● PROMPT
Pull every line from the records that has the word "metal" in it.

(Region pointing data)
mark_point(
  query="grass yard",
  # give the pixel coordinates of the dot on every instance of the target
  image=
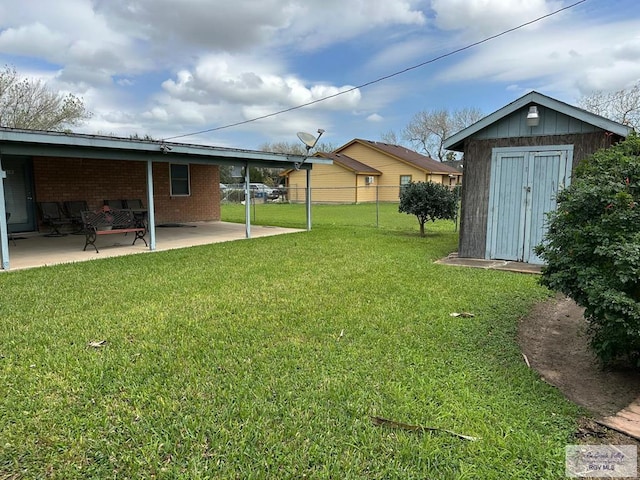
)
(267, 358)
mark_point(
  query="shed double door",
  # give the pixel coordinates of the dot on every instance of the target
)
(523, 188)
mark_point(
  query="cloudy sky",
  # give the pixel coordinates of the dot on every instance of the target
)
(169, 68)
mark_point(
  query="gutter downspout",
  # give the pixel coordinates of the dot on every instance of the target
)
(4, 234)
(151, 207)
(247, 201)
(308, 200)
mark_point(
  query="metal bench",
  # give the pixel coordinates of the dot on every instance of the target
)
(107, 221)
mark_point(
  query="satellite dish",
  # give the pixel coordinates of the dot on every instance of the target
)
(308, 139)
(310, 142)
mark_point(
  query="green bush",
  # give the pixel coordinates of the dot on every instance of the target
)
(428, 201)
(592, 248)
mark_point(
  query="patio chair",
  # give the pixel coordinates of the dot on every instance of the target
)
(117, 204)
(10, 235)
(53, 216)
(73, 209)
(135, 204)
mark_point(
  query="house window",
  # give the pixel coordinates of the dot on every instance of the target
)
(180, 180)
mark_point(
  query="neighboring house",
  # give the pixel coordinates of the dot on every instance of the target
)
(515, 162)
(366, 171)
(176, 182)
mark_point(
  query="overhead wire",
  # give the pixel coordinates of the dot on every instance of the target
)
(383, 78)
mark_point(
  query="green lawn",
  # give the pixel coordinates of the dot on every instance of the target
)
(266, 359)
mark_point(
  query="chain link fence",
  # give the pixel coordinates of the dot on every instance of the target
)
(368, 205)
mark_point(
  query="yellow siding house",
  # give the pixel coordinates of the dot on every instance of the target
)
(366, 171)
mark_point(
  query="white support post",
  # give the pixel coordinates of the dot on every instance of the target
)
(308, 200)
(247, 201)
(4, 233)
(151, 220)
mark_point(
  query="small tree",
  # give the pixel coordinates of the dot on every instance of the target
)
(428, 201)
(592, 248)
(30, 104)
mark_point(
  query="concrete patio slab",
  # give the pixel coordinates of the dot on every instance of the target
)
(519, 267)
(36, 250)
(626, 421)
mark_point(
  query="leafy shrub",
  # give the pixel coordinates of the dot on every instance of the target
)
(592, 248)
(428, 201)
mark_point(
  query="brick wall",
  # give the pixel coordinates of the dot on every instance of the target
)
(66, 179)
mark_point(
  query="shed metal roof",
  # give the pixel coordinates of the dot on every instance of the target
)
(456, 142)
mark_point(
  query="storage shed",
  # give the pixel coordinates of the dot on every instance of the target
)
(515, 162)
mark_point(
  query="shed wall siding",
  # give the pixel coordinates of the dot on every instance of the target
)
(69, 179)
(551, 123)
(476, 181)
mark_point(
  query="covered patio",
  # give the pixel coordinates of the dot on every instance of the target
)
(37, 250)
(176, 183)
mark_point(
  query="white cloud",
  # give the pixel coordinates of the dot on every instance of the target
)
(576, 57)
(487, 17)
(241, 80)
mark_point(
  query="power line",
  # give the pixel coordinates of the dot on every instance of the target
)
(386, 77)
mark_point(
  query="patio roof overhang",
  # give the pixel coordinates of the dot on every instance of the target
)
(74, 145)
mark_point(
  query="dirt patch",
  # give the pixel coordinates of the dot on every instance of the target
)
(553, 338)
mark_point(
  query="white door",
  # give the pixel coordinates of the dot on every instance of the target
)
(523, 189)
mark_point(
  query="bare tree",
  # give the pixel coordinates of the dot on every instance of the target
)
(428, 129)
(390, 137)
(622, 106)
(30, 104)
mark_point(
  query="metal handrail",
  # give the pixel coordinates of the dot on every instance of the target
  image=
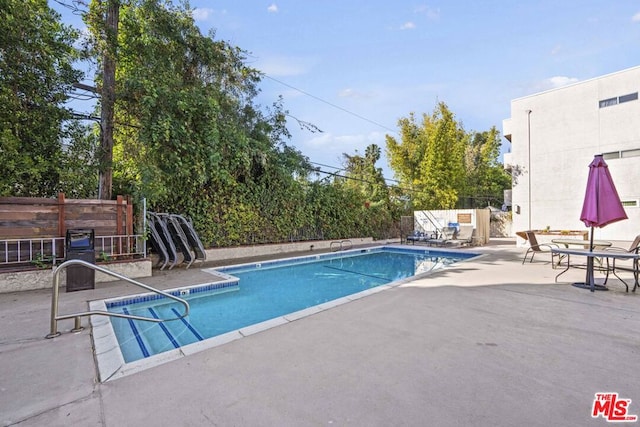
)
(77, 326)
(340, 242)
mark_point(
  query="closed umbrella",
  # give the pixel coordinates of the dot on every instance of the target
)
(601, 205)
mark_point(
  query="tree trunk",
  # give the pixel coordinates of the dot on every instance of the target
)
(108, 100)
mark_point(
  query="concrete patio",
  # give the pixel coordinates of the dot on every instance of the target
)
(490, 342)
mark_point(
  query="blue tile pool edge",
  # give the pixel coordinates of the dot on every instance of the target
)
(111, 364)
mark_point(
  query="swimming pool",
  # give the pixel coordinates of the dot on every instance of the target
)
(252, 297)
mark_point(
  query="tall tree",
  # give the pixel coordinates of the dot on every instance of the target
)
(486, 178)
(429, 158)
(36, 75)
(103, 19)
(364, 176)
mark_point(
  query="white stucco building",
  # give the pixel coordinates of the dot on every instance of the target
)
(554, 136)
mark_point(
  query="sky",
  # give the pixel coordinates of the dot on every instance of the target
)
(353, 68)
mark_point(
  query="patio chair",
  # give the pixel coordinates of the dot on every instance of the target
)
(417, 236)
(615, 264)
(464, 236)
(535, 247)
(448, 234)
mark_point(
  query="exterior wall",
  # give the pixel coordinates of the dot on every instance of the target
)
(554, 136)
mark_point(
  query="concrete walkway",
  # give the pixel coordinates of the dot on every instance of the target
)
(490, 342)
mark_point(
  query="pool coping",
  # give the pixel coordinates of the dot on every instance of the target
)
(111, 364)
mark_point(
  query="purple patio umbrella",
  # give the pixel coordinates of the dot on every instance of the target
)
(601, 205)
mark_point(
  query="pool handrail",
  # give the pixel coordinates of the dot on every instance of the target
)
(77, 326)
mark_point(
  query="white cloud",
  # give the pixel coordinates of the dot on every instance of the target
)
(346, 143)
(432, 14)
(553, 83)
(202, 14)
(408, 26)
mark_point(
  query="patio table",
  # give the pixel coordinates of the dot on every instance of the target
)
(580, 242)
(589, 282)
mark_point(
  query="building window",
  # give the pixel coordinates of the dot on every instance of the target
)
(627, 98)
(608, 102)
(618, 100)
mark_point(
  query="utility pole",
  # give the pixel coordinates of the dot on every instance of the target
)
(108, 99)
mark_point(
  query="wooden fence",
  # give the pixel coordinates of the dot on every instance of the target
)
(32, 218)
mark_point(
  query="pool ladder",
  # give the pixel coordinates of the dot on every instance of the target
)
(340, 244)
(78, 326)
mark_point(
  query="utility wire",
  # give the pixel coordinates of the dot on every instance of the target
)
(331, 104)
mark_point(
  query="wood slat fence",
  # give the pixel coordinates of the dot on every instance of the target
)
(34, 228)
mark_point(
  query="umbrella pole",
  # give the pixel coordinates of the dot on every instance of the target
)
(590, 264)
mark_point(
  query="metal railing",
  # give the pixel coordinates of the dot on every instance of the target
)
(341, 244)
(46, 250)
(55, 296)
(431, 219)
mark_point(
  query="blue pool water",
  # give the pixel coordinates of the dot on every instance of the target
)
(264, 291)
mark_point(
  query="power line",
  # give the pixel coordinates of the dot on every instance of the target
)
(331, 104)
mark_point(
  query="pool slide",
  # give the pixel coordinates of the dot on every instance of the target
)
(173, 234)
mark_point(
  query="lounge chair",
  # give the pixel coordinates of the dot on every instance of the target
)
(535, 247)
(448, 234)
(615, 264)
(417, 236)
(464, 236)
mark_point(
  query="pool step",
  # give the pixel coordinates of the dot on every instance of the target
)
(142, 339)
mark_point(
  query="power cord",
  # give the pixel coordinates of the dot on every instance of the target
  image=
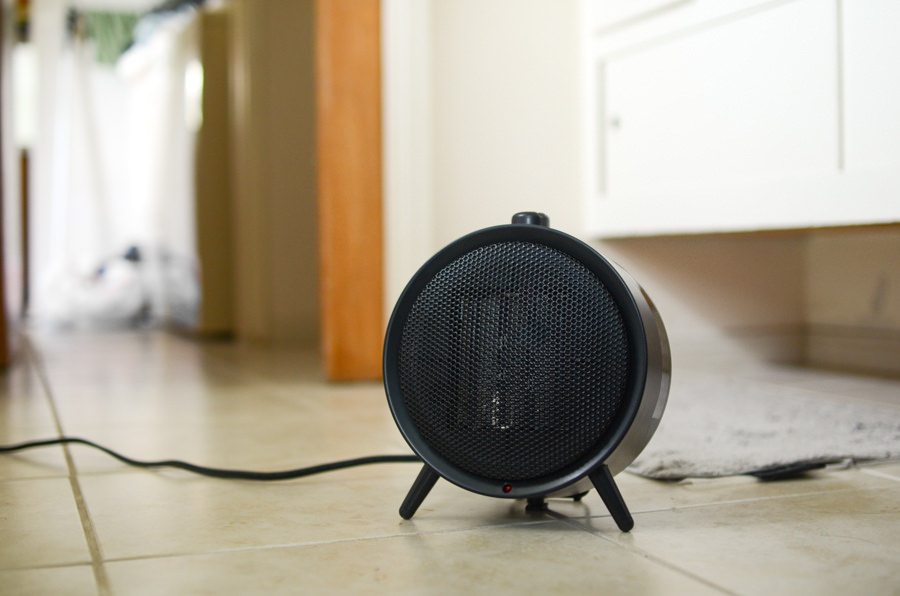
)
(219, 472)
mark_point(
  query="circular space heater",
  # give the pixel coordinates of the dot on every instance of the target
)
(520, 363)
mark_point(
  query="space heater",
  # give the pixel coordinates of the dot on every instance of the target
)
(520, 363)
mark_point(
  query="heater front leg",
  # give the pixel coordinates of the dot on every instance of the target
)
(612, 498)
(420, 489)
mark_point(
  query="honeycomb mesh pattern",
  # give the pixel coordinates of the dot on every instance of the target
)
(513, 361)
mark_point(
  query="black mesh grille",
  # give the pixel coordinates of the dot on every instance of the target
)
(513, 361)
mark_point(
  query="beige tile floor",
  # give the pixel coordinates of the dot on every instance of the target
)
(74, 521)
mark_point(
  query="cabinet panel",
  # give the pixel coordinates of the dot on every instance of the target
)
(745, 100)
(872, 83)
(608, 13)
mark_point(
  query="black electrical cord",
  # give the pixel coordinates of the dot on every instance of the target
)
(219, 472)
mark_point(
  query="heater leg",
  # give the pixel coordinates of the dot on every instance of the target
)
(609, 492)
(420, 489)
(536, 504)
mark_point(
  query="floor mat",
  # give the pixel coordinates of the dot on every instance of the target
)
(726, 425)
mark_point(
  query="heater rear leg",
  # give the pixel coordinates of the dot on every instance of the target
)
(420, 489)
(612, 498)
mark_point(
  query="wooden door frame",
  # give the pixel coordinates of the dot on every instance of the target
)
(349, 173)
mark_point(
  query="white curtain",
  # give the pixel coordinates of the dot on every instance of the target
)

● SOLUTION TO THIS EXERCISE
  query="metal bench",
  query="shed metal roof",
  query="metal handrail",
  query="metal railing",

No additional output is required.